Janine Van Wyk, héroïne africaine

Elle est la première sud-africaine à évoluer au sein de la NWSL, avec le Houston Dash. Mais bien plus que son brassard de capitaine ou de cette particularité, Janine Van Wyk est une légende et une figure engagée dans le football en Afrique du Sud. Portrait !

Pionnière

C’est une pionnière. Lorsque Janine Van Wyk commence à jouer, il n’existe pas d’équipes féminines à proprement parler. Même à Johannesbourg. Pourtant, regarder son oncle évoluer au niveau professionnel inspire Van Wyk à se mettre à jouer, à 6 ans. Il faut donc composer. Jusqu’à ses 14 ans, elle joue uniquement avec des garçons et s’incruste dans des matches avec son cousin. Elle doit par la suite trouver une équipe féminine pour pouvoir continuer. Mordue par le football, elle ne lâche rien.

A Johannesbourg, aucune équipe. Van Wyk s’obstine et trouve des équipes dans des régions plus rurales. Ce qui ne signifie de nouveaux obstacles pour la jeune fille.

L’Afrique du Sud sort à peine de l’Apartheid et Van Wyk est issue de la communauté blanche. Le football est un sport populaire chez la population noire. Forger un lien entre ses coéquipières et elle est compliqué. “Elles ne m’ont pas acceptée jusqu’à ce que je prouve que je venais juste pour jouer au football.” Aujourd’hui capitaine avec plus de 130 apparences pour les Banyana Banyana, elle fait de la diversité des cultures la force de l’équipe nationale sud-africaine, après l’avoir menée par deux fois aux Jeux Olympiques.

Janine Van Wyk ne s’arrête pas là : elle est aussi ouvertement homosexuelle, et ce depuis ses 15 ans. Son coming out est loin de faire l’unanimité dans sa famille, mais elle finit par l’accepter et devenir un soutien pour Van Wyk. Et même si l’Afrique du Sud légalise le mariage homosexuel une décennie avant les US, elle qui enchaîne sa seconde saison avec le Houston Dash souligne que le pays est encore loin d’accepter toutes ses différences : “une de mes équipières a été assassinée par ses amis, parce qu’elle était gay. C’est toujours difficile de marcher main dans la main avec sa compagne ou son compagnon. Mais les choses changent à travers le monde.” Les nombreux drapeaux LGBTQA+ qui peuplent les tribunes des stades américains sont là pour en témoigner.

Guerrière

Ferme militante pour l’égalité, combattive et combattante, Van Wyk a tout pour devenir une figure de proue dans le football pratiqué par les femmes en Afrique du Sud. A 18 ans, elle intègre l’équipe senior de l’Afrique du Sud et y fait ses armes. Si l’équipe des Banyana Banyana ne dépasse jamais les phases de poule aux JO et ne s’est jamais qualifiée pour la Coupe du Monde, c’est sous le leadership de Van Wyk qu’elle sécurise ses deux tickets pour les JO. En 2012, elle transforme un coup franc et marque le seul but d’une rencontre Afrique du Sud – Nigeria, où les Banyana Banyana remportent pour la première fois de leur histoire un match contre les Super Falcons.

----------------

## Consigne
Poursuivez s'il vous plaît le portrait de Janine Van Wyk à partir de sa dernière phrase. Les items qui suivent n'interviennent pas dans ce travail.

## Données fournies
----------------

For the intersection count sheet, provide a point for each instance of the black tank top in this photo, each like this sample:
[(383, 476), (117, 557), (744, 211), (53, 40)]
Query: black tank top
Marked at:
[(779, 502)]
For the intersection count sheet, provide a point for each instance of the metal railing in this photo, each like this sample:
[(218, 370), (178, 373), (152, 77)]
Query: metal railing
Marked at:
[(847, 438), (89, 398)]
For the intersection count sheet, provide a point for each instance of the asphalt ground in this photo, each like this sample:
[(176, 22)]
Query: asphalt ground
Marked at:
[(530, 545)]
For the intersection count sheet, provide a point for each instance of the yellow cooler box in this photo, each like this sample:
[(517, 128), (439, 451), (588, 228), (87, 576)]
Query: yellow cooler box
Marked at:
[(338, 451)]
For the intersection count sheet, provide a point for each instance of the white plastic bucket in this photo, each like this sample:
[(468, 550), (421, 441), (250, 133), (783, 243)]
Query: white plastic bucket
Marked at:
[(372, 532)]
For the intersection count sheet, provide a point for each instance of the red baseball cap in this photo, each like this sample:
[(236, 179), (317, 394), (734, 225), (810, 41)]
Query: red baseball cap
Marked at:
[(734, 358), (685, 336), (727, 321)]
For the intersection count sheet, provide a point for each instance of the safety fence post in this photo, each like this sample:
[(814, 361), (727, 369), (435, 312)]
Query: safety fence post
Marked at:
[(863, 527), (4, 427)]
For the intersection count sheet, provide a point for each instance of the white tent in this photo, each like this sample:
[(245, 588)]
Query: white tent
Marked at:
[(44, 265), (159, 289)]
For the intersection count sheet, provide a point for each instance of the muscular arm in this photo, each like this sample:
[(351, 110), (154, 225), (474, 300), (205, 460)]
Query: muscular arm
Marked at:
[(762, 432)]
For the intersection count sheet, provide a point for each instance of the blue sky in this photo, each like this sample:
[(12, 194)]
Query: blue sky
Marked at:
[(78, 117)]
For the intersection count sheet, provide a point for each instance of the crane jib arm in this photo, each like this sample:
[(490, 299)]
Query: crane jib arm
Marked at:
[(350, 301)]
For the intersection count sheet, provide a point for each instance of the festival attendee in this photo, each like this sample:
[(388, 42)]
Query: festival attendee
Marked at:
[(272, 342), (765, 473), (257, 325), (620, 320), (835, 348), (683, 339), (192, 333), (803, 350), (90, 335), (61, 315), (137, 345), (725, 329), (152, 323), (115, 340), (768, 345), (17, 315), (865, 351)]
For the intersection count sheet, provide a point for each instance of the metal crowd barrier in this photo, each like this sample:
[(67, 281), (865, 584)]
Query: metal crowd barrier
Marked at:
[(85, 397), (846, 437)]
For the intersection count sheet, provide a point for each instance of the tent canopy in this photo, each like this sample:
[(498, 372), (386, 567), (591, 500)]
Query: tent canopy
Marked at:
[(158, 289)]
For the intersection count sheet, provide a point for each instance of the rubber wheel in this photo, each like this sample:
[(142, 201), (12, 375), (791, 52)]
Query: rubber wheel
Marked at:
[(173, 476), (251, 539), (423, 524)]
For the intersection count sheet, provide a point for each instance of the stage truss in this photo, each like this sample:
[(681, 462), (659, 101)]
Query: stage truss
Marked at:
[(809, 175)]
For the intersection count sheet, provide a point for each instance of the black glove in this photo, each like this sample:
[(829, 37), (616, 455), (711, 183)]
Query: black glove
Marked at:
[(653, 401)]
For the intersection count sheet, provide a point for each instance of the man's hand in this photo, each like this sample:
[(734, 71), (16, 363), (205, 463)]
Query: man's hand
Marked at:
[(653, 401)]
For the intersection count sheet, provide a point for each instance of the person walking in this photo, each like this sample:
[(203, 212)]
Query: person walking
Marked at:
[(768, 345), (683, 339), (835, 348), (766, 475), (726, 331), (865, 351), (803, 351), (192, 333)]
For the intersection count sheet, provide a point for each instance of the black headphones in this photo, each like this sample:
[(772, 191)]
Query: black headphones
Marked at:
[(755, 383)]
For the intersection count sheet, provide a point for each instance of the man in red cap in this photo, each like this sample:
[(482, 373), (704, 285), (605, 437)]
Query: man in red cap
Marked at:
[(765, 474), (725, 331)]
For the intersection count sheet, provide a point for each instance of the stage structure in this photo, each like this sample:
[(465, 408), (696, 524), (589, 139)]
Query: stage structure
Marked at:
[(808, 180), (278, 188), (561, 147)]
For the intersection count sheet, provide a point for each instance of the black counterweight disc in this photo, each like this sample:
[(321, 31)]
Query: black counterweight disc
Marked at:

----------------

## Réponse
En 2017, Van Wyk quitte son Afrique du Sud natale pour se diriger vers les US, dans l’équipe alors coachée par Randy Waldrum. Une surprise pour elle, qui s’était un peu résignée à ne jamais jouer à l’international : “vous savez, après 27 ans, les chances de voir ce genre de rêve se réaliser”. Elle mène les Banyana Banyana contre les USA dans un match amical juste avant Rio 2016 et c’est à ce moment qu’elle est repérée. Si elle ne parvient pas à faire basculer le match, sa vaillance sur la ligne de défense tape dans l’oeil des recruteurs du Houston Dash.

En passant la frontière continentale, Van Wyk découvre aussi une culture soccer totalement différente. Une folie sportive qui soulève les foules aux US. Elle se souvient par exemple d’une confrontation contre les Portland Thorns et ses 22 000 supporters dans le stade de Providence Park. Mais aussi des défis auxquels elle se retrouve à nouveau confrontée dans ce pays inconnu : “Personne n’est venu me chercher quand je suis arrivée à Houston pour mon premier jour d’entraînement. J’imagine que mes équipières n’avaient aucune idée de qui j’étais. Peut-être qu’elles s’en fichaient, au fond. Aux US, vous devez gagner le respect de vos pairs.” Et le respect, elle le gagne. Avec une éthique irréprochable, de la confiance et beaucoup de travail. “Aux USA, tout va très vite, j’ai dû mettre l’accent sur mon physique et ma fitness.” C’est ce qui lui vaut de se retrouver à cirer le banc un moment, la saison passée. Van Wyk s’est battue pour retrouver une place dans le XI de départ.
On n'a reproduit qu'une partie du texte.